» What this exercise asks
- a) From the ginger and walnut cupcakes post, extract the passage starting with "Friday, July 10, 2009" and going on through "for morning tea.", copied word for word.
- b) Extend the blog post about ginger and walnut cupcakes by continuing it from the point where it stops.
-- Start Reading text --
Friday, July 10, 2009
Ginger and Walnut Cupcakes
It has been so long since I did some baking and brought it into work, that I thought I better do some. My poor work colleagues – when we started building the house, the builders got all the baking. Even though we finished that two months ago, I’ve been a bit remiss about bringing in morning tea.
So I decided to bring in cupcakes for morning tea today. Recently I got from the library a NZ book called Divine Cupcakes and it had a recipe in it for ginger cupcakes with ginger caramel icing and little gingerbread hearts on them – it really captured my imagination so I decided to do something similar for morning tea.
-- End Reading text --
-- Start Provided data --
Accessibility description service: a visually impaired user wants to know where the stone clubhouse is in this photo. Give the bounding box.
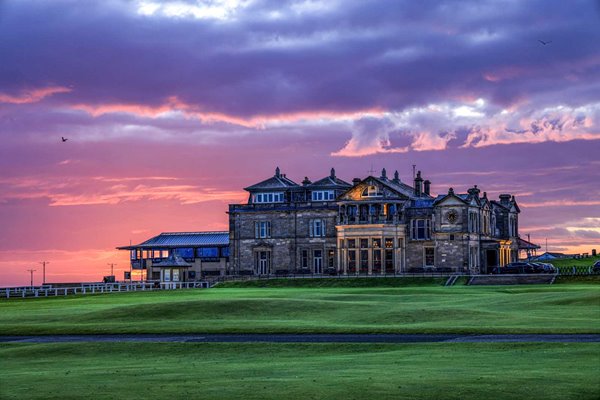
[118,168,539,282]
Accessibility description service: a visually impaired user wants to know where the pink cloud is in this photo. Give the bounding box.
[70,96,384,128]
[0,86,71,104]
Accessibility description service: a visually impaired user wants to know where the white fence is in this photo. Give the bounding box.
[0,281,209,299]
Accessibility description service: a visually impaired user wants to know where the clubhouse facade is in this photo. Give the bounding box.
[118,168,539,282]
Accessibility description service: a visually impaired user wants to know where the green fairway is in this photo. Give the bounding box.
[0,283,600,335]
[0,343,600,400]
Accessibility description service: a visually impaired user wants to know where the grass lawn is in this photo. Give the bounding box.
[0,343,600,400]
[0,282,600,336]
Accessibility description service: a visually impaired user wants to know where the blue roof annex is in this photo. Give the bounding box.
[117,232,229,250]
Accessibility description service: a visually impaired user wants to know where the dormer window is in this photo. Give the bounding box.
[311,190,335,201]
[362,185,383,197]
[252,192,283,203]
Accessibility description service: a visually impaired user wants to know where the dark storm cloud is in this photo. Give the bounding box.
[0,1,600,116]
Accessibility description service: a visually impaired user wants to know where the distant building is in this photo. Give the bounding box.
[119,168,539,281]
[229,168,523,275]
[117,232,229,282]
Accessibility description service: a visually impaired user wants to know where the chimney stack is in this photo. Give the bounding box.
[415,171,423,197]
[500,194,511,205]
[423,180,431,196]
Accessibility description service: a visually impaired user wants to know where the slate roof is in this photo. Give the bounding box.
[152,252,192,268]
[308,176,352,188]
[244,174,300,191]
[117,232,229,250]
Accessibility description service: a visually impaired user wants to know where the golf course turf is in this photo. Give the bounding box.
[0,343,600,400]
[0,284,600,335]
[0,281,600,400]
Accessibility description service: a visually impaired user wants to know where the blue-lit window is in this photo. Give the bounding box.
[198,247,219,258]
[312,190,335,201]
[175,247,194,258]
[252,192,283,203]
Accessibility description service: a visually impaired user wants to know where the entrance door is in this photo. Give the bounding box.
[256,251,269,275]
[485,250,498,273]
[313,250,323,274]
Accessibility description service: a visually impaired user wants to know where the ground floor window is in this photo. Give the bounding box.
[373,249,381,272]
[385,250,394,274]
[348,250,356,272]
[254,251,271,275]
[424,247,435,267]
[360,250,369,273]
[313,250,323,274]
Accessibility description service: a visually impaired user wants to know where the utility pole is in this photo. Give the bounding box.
[39,261,50,285]
[27,269,36,287]
[106,263,117,276]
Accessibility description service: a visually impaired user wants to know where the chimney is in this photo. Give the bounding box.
[467,185,480,197]
[415,171,423,197]
[423,180,431,196]
[500,194,511,205]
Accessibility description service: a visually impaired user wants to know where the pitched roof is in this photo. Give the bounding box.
[117,232,229,250]
[308,176,352,188]
[244,167,300,191]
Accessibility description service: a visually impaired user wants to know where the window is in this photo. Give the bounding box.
[197,247,219,258]
[410,219,431,240]
[348,250,356,272]
[360,250,369,272]
[327,249,335,269]
[362,185,383,197]
[312,190,335,201]
[252,192,283,203]
[424,247,435,267]
[254,221,271,239]
[308,219,325,237]
[175,247,194,258]
[373,249,381,272]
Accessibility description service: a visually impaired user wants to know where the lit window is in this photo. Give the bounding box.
[411,219,431,240]
[311,190,335,201]
[252,192,283,203]
[254,221,271,239]
[309,219,325,237]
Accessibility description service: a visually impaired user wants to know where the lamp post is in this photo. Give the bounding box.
[39,261,50,285]
[27,269,36,287]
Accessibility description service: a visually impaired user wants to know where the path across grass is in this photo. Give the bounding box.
[0,343,600,400]
[0,283,600,335]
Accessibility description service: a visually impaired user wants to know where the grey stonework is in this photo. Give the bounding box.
[229,169,520,274]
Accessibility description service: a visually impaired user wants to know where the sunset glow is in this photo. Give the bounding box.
[0,0,600,286]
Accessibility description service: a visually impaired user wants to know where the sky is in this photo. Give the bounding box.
[0,0,600,287]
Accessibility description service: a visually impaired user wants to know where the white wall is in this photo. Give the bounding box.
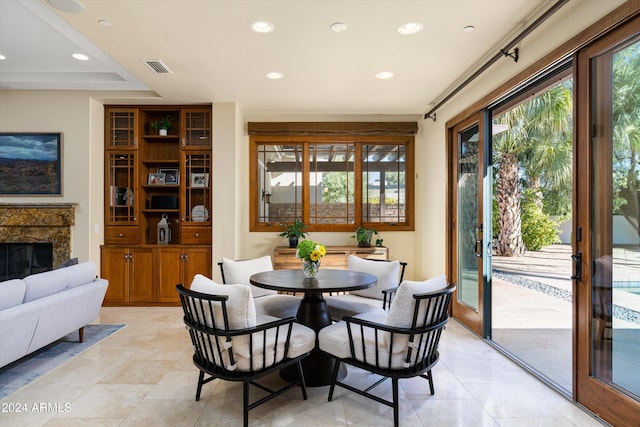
[0,91,103,263]
[0,0,623,279]
[416,0,624,277]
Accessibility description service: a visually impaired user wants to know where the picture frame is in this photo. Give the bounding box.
[158,168,180,185]
[0,132,62,196]
[191,173,209,188]
[147,172,165,185]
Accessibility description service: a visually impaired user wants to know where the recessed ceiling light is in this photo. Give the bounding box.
[249,21,276,33]
[331,22,348,33]
[48,0,85,13]
[376,71,393,80]
[398,22,424,36]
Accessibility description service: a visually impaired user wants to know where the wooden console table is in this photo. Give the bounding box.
[273,246,389,270]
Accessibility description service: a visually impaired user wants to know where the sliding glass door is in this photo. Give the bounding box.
[574,18,640,425]
[449,114,485,334]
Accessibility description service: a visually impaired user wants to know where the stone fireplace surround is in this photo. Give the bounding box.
[0,203,77,268]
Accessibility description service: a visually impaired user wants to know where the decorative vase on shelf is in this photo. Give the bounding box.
[302,260,320,279]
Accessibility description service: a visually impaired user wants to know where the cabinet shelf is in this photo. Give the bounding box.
[142,208,180,214]
[142,159,179,166]
[101,105,213,305]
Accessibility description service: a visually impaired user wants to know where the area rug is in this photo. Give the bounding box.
[0,325,126,400]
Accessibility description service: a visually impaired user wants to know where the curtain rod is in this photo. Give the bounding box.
[424,0,569,122]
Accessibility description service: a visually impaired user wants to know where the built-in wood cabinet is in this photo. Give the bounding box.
[101,247,156,304]
[101,105,212,305]
[273,246,389,270]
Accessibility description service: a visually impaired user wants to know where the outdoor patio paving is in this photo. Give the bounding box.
[491,245,640,394]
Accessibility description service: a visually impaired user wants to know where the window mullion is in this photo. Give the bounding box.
[353,141,364,226]
[301,141,311,224]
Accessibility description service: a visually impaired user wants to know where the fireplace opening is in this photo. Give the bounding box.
[0,243,53,281]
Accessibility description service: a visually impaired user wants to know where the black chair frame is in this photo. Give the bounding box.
[327,285,455,427]
[176,284,309,427]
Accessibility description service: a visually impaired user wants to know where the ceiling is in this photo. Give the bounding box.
[0,0,550,114]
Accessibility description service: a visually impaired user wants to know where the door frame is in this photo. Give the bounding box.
[446,111,491,336]
[572,16,640,425]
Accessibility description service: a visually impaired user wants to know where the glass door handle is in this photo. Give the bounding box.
[474,239,482,258]
[571,252,582,282]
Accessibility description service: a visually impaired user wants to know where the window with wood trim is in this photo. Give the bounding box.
[250,134,414,232]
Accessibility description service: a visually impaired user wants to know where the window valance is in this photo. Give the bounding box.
[248,122,418,136]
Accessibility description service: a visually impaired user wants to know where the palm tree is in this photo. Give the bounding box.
[613,42,640,234]
[493,81,572,256]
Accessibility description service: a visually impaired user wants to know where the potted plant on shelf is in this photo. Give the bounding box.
[351,226,382,248]
[151,116,172,136]
[279,219,309,248]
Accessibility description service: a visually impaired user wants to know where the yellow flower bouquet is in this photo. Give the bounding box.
[296,240,327,278]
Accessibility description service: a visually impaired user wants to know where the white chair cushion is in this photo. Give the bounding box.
[189,274,256,329]
[385,274,447,348]
[325,294,387,320]
[347,255,400,305]
[208,315,316,371]
[387,274,447,328]
[222,255,277,298]
[253,295,300,319]
[318,311,415,369]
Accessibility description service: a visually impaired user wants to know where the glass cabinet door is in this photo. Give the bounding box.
[105,152,137,225]
[105,108,138,148]
[182,152,211,225]
[182,109,211,148]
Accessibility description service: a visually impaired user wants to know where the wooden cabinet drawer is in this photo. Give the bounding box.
[180,227,211,245]
[104,226,138,245]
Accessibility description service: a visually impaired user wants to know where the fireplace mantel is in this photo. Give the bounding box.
[0,203,78,267]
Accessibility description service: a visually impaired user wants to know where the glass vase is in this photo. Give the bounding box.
[302,260,320,279]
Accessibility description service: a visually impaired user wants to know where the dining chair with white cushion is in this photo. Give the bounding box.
[318,276,455,426]
[218,255,301,318]
[325,255,407,321]
[176,274,316,426]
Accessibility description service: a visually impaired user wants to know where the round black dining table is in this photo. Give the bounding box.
[249,268,377,387]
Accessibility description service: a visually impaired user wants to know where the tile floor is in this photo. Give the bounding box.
[0,307,602,427]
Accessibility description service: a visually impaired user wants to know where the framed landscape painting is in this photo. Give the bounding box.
[0,132,62,196]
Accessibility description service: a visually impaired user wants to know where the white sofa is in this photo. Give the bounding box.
[0,262,108,367]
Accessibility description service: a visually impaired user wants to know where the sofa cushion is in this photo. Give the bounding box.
[0,279,27,310]
[222,255,277,298]
[24,261,96,302]
[347,255,400,305]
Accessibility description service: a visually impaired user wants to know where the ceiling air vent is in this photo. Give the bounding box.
[142,59,173,74]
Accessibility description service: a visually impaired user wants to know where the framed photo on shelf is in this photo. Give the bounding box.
[158,168,180,185]
[147,172,164,185]
[191,173,209,188]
-- End Provided data --
» Results for the exercise
- a)
Friday, July 10, 2009
Ginger and Walnut Cupcakes
It has been so long since I did some baking and brought it into work, that I thought I better do some. My poor work colleagues – when we started building the house, the builders got all the baking. Even though we finished that two months ago, I’ve been a bit remiss about bringing in morning tea.
So I decided to bring in cupcakes for morning tea today. Recently I got from the library a NZ book called Divine Cupcakes and it had a recipe in it for ginger cupcakes with ginger caramel icing and little gingerbread hearts on them – it really captured my imagination so I decided to do something similar for morning tea.

- b)
I actually used the gingerbread cupcakes from the crapbapple bakery recipe book. I played around with the recipe a bit, using sour cream instead of yoghurt and upping the spice quantities. The cupcakes have a little sliced crystallised ginger in them and also some walnuts which add a bit of interest. I used the divine cupcake recipe for the icing which makes a lovely creamy icing. I made little heart shaped gingerbread using a peggy porshen recipe. I normally use an Annabel Langbein recipe for gingerbread biscuits, but wanted to try something different and I really liked the peggy porshen recipe which uses muscavado sugar in it.
I think the cupcakes look so cute, and I am sure that everyone at work appreciated them too!
Ginger and Walnut Cupcakes (adapted from Crabapple Bakery Cook book)
1 ¾ c sugar
1 ½ tsp vanilla
2 tsp grated fresh ginger
2 c flour
¼ tsp b soda
2 tsp ginger
½ tsp allspice
2/3 c natural yoghurt
1/3 c chopped crystallised ginger (I used preserved)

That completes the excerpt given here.